▶ **WHAT TO DO**
Switch each "television" in the items below to "TV" and write the items out again with nothing else changed.

▶ **RECORDS SUPPLIED**
-- Begin --

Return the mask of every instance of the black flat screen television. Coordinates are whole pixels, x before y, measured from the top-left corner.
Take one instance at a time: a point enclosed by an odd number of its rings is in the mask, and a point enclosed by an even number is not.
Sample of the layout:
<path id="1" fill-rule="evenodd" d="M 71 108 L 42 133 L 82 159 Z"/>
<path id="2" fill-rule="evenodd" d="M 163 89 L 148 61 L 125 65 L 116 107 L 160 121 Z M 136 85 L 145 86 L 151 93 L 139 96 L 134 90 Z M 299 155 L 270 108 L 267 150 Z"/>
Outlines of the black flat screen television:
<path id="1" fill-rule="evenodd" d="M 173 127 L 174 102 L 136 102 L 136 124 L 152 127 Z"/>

-- End --

▶ **EXERCISE ANSWER**
Return the mask of every instance of the black flat screen TV. Coordinates are whole pixels, x before y, measured from the top-left corner.
Take one instance at a time: a point enclosed by an odd number of its rings is in the mask, and a point enclosed by an even number is not.
Sample of the layout:
<path id="1" fill-rule="evenodd" d="M 71 108 L 42 133 L 82 159 Z"/>
<path id="2" fill-rule="evenodd" d="M 163 89 L 148 61 L 125 65 L 116 107 L 160 121 Z M 136 85 L 145 86 L 151 93 L 139 96 L 134 90 Z M 299 155 L 270 108 L 267 150 Z"/>
Outlines of the black flat screen TV:
<path id="1" fill-rule="evenodd" d="M 173 127 L 174 102 L 136 102 L 136 124 L 152 127 Z"/>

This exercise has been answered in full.